WORK REQUIRED: The entries below are to be written out exactly, with no images included.
#### DATA RECORDS ####
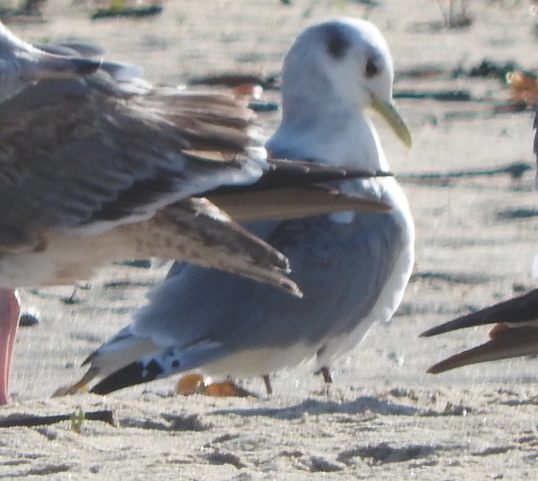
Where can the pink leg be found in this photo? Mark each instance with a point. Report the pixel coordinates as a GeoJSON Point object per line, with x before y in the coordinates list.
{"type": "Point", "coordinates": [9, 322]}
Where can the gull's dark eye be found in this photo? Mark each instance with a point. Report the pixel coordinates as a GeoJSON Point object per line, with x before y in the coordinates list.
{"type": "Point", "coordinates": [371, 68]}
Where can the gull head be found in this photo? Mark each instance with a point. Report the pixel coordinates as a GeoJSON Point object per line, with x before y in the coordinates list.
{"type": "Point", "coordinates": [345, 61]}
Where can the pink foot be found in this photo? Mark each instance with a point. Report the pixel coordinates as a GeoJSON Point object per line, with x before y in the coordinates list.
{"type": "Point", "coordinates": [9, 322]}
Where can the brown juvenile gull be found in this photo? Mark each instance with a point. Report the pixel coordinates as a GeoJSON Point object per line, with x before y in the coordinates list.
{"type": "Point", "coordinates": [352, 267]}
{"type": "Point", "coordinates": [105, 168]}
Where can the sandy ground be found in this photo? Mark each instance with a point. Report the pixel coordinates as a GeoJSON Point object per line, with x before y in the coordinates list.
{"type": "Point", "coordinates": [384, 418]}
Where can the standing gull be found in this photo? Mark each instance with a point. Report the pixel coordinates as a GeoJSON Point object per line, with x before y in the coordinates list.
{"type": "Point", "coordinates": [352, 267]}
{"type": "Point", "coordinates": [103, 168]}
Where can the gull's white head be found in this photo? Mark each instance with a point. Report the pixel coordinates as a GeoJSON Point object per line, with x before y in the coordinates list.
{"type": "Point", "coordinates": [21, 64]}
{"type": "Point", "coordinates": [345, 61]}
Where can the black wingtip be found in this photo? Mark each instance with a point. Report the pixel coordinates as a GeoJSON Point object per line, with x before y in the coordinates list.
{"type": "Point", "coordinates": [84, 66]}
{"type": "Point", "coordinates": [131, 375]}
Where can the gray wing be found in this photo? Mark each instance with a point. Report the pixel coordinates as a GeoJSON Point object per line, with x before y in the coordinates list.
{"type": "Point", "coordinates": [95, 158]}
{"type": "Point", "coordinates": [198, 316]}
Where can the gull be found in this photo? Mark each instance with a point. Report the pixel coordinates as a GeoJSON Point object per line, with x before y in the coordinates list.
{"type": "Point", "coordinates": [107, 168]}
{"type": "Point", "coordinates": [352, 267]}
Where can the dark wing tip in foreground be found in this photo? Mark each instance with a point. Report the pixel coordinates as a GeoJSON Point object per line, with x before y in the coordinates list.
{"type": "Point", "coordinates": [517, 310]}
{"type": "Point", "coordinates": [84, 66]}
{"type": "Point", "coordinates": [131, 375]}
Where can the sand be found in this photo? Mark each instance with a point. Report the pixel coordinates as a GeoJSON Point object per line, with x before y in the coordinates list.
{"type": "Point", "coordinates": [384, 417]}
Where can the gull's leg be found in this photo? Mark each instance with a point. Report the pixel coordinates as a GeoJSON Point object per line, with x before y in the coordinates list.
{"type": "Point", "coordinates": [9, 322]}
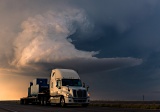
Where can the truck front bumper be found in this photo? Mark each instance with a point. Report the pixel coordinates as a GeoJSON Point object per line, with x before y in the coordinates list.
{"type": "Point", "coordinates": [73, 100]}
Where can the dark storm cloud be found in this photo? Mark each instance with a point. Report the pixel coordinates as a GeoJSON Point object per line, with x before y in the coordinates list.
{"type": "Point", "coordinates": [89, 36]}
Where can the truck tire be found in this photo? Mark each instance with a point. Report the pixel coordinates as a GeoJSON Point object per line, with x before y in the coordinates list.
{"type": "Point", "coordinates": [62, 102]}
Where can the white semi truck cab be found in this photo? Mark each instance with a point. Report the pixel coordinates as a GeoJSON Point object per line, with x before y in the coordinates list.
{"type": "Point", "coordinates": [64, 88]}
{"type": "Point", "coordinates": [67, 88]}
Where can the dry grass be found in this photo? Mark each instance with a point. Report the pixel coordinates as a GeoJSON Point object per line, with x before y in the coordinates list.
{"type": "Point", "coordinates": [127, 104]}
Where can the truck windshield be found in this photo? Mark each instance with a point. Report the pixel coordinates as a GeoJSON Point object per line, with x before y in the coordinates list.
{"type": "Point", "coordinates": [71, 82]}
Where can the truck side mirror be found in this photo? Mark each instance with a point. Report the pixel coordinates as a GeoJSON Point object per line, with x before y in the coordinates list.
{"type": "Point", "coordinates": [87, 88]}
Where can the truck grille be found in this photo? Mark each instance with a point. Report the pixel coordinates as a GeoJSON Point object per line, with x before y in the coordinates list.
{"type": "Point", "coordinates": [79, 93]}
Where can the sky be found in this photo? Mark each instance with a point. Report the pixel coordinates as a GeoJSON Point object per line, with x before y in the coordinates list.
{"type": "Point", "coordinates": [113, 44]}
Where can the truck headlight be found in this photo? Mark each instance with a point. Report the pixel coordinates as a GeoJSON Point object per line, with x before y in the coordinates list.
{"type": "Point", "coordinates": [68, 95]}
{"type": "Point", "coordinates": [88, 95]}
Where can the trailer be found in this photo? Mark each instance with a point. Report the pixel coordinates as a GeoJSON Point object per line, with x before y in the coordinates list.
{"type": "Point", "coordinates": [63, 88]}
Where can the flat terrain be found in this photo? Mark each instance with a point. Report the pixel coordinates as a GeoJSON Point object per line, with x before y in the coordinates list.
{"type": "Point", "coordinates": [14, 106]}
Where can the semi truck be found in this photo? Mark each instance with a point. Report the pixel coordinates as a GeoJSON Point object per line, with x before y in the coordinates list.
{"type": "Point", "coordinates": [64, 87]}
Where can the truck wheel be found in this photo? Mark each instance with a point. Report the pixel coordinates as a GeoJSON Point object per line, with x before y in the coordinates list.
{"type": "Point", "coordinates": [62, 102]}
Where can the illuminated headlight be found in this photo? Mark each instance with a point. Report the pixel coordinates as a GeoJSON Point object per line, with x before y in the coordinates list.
####
OUTPUT OF THE EXERCISE:
Where can the pink leg be found in this photo? Mark each instance with a point. Report the pixel coordinates as a GeoJSON Point object per line, with x before y in the coordinates list.
{"type": "Point", "coordinates": [9, 322]}
Where can the gull's dark eye be found in this photo? Mark each instance with a point. Report the pixel coordinates as a GeoJSON Point object per line, with x before y in the coordinates list.
{"type": "Point", "coordinates": [371, 68]}
Where can the gull head be found in this photo? Mark each instance with a point. Report the pixel coordinates as a GeoJSON Point object per line, with x before y in the coordinates list.
{"type": "Point", "coordinates": [345, 61]}
Where can the pink foot be found in this photo? Mark each instance with a point. Report the pixel coordinates as a GeoJSON Point object per line, with x before y in the coordinates list.
{"type": "Point", "coordinates": [9, 322]}
Where can the brown juvenile gull be found in this photo? Mark each instance with a point. Report the pixel coordinates as a GeoJSON Point object per line, with x before y in the coordinates list.
{"type": "Point", "coordinates": [352, 267]}
{"type": "Point", "coordinates": [105, 168]}
Where can the sandy ground be found in this photo? Mark each instance with a point. Report the pixel coordinates as a GeoJSON Point object per line, with x before y in the coordinates list.
{"type": "Point", "coordinates": [384, 418]}
Where can the standing gull be found in this photo? Mark each instance with a point. Report the pixel coordinates as a GeoJSON Point object per line, with x before y in the coordinates list.
{"type": "Point", "coordinates": [352, 267]}
{"type": "Point", "coordinates": [103, 168]}
Where can the gull's white head be found in this photo? Mark each instance with a point. Report the pixel coordinates as a GeoJSON Point object per line, with x before y in the coordinates list.
{"type": "Point", "coordinates": [21, 64]}
{"type": "Point", "coordinates": [345, 61]}
Where can the black wingtip be found in this photo? Mark each instance with a point. Report the pixel coordinates as a GeoJSON Point object per line, with x before y in the coordinates list.
{"type": "Point", "coordinates": [84, 66]}
{"type": "Point", "coordinates": [131, 375]}
Where can the gray wing be found in this photo? Mark each instance with a point. Report the pixel coordinates as a GeoJSON Point object per line, with x before y in the coordinates list.
{"type": "Point", "coordinates": [95, 158]}
{"type": "Point", "coordinates": [198, 316]}
Where can the gull be found in this photo? Mark each instance with a point. Report the pixel coordinates as a GeoJSON Point object per line, with x before y in the coordinates list.
{"type": "Point", "coordinates": [107, 168]}
{"type": "Point", "coordinates": [352, 267]}
Where can the dark wing tip in foreground be found in this photo? Mark each instance with a point. Report the pixel coordinates as a GeoJSON Point object per line, with x before y in the coordinates list.
{"type": "Point", "coordinates": [517, 310]}
{"type": "Point", "coordinates": [84, 66]}
{"type": "Point", "coordinates": [131, 375]}
Where can the sand be found in this photo? Mark each instance with a point. Report the pixel coordinates as a GeoJSON Point object per line, with x before y in the coordinates list.
{"type": "Point", "coordinates": [384, 417]}
Where can the gull's leg be found in this photo? Mark each instance with a point. Report the pixel coordinates as a GeoJSON Point object per line, with x before y in the coordinates list.
{"type": "Point", "coordinates": [9, 322]}
Where can the truck front bumper be found in this photo? Mark each instance with a point. Report the pixel coordinates as a GeoJSON Point object per line, with x before y in the coordinates list.
{"type": "Point", "coordinates": [73, 100]}
Where can the dark storm cloud be found in this photo? Mark each instance with a point. Report the pixel coordinates as a GeoJSON Point object per line, with x before y in the coordinates list.
{"type": "Point", "coordinates": [89, 36]}
Where can the truck tire be found in this photo? Mark each instance with a point. Report the pixel coordinates as a GeoJSON Point object per line, with x before y in the coordinates list.
{"type": "Point", "coordinates": [62, 102]}
Where can the white semi truck cab be found in this photo? Mark each instance with a point. Report the pixel coordinates as a GeoJSON Point object per line, with x before y in the coordinates list.
{"type": "Point", "coordinates": [64, 88]}
{"type": "Point", "coordinates": [67, 88]}
Where can the dry grass be found in this photo? Mark each instance with a point. Report the pixel coordinates as a GeoJSON Point object per line, with x before y in the coordinates list.
{"type": "Point", "coordinates": [127, 104]}
Where can the truck windshield be found in this photo? Mark each instance with a point. Report the pixel coordinates as a GeoJSON Point object per line, with x before y in the coordinates list.
{"type": "Point", "coordinates": [71, 82]}
Where can the truck side mirror be found in this photo? Mark each instance with a point. Report the pixel coordinates as a GeoJSON Point object per line, with x before y in the coordinates list.
{"type": "Point", "coordinates": [87, 88]}
Where can the truck grille be found in this photo? Mark each instance with a point. Report the pixel coordinates as a GeoJSON Point object per line, with x before y in the coordinates list.
{"type": "Point", "coordinates": [79, 93]}
Where can the sky be found in this photo? Mark each instance with a point. Report the pixel coordinates as a GeoJSON Point object per line, with x before y in the coordinates list.
{"type": "Point", "coordinates": [113, 44]}
Where can the truck headlight be found in this photo? Mark each instance with a point. Report the pixel coordinates as a GeoJSON Point object per line, with x before y in the coordinates list.
{"type": "Point", "coordinates": [68, 95]}
{"type": "Point", "coordinates": [88, 95]}
Where can the trailer be found in this photo? Mark each instance with a point. Report the pixel coordinates as a GeoJSON Point object per line, with x before y in the coordinates list.
{"type": "Point", "coordinates": [63, 88]}
Where can the flat terrain be found in this photo? Mark each instance with a point. Report the pixel coordinates as a GeoJSON Point object per line, with x before y in the coordinates list.
{"type": "Point", "coordinates": [14, 106]}
Where can the semi truck be found in this photo? Mark each instance with a point. Report the pixel coordinates as a GeoJSON Point object per line, with x before y in the coordinates list.
{"type": "Point", "coordinates": [64, 87]}
Where can the truck wheel be found in this photo? Mark each instance with a point. Report the pixel coordinates as a GeoJSON Point object per line, with x before y in the coordinates list.
{"type": "Point", "coordinates": [62, 102]}
Where can the illuminated headlight be found in this photo? Mark each instance with a point. Report the pixel coordinates as a GeoJSON Point object per line, with x before y in the coordinates list.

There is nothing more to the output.